No tapete vermelho do The Critics Choice Awards – no qual concorreu na categoria de melhor ator por Joias Brutas -, Adam Sandler agradeceu à mulher, Jackie Sandler, dizendo que ela o pressionou, mais que simplesmente incentivou, a fazer o filme dos Safdie Brothers. Joias Brutas, Uncut Gems no original, é atração na grade da Netflix. Sandler é aquele comediante que os críticos adoram odiar, dizendo que só faz porcarias, comédias grosseiras e escatológicas. Não é verdade – Como Se Fosse a Primeira Vez, com Drew Barrymore, de 2004, é bem bonitinha, e, em dupla com Jennifer Aniston, ele estrelou a comédia de ação que foi o maior sucesso da operadora de streaming no ano passado, Mistério no Mediterrâneo.
A Netflix anda babando por Sandler. Só para lembrar, como ator dramático, nosso homem fez – bem – Embriagado de Amor, de Paul Thomas Anderson, e Os Meyerowitz: Família Não Se Escolhe, de Noah Baumbach, ambos com passagem pelo Festival de Cannes.
No sábado à noite, na onda pré-Oscar, Sandler ganhou o Spirit Awards, o Oscar independente, e aproveitou para esculhambar a Academia, que não o indicou. Analistas dizem que a culpa é dele, da sua arrogância – já se achava dentro. Reações emocionais à parte, Joias Brutas é a confirmação de que os irmãos Benny e Josh Safdie não estão para brincadeira. Ambos possuem uma assinatura – quem viu Bom Comportamento/Good Time, que passou em Cannes, com Robert Pattinson, deve se lembrar do clima frenético e dos personagens levados ao limite numa Nova York que eles filmam pelo avesso.

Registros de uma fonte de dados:
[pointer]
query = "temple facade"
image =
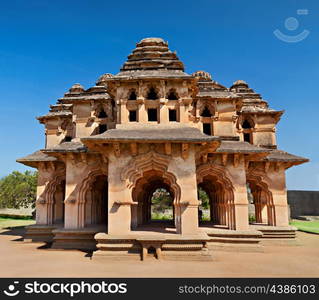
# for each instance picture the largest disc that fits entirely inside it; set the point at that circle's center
(152, 126)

* **Resultado esperado**
Copie, sem qualquer alteração, tudo o que vai de "A Netflix anda" até "filmam pelo avesso." no texto sobre Adam Sandler. Os itens não são necessários para esta atividade.

* **Solução abaixo**
A Netflix anda babando por Sandler. Só para lembrar, como ator dramático, nosso homem fez – bem – Embriagado de Amor, de Paul Thomas Anderson, e Os Meyerowitz: Família Não Se Escolhe, de Noah Baumbach, ambos com passagem pelo Festival de Cannes.
No sábado à noite, na onda pré-Oscar, Sandler ganhou o Spirit Awards, o Oscar independente, e aproveitou para esculhambar a Academia, que não o indicou. Analistas dizem que a culpa é dele, da sua arrogância – já se achava dentro. Reações emocionais à parte, Joias Brutas é a confirmação de que os irmãos Benny e Josh Safdie não estão para brincadeira. Ambos possuem uma assinatura – quem viu Bom Comportamento/Good Time, que passou em Cannes, com Robert Pattinson, deve se lembrar do clima frenético e dos personagens levados ao limite numa Nova York que eles filmam pelo avesso.